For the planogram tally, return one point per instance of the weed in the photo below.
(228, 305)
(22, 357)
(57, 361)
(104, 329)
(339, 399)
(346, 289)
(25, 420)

### Exercise aim
The entries are to be retyped in full, with no alteration.

### Worked solution
For the planogram tally, return one point per instance of the weed in the photo below.
(228, 305)
(22, 357)
(57, 361)
(104, 329)
(339, 399)
(346, 289)
(25, 420)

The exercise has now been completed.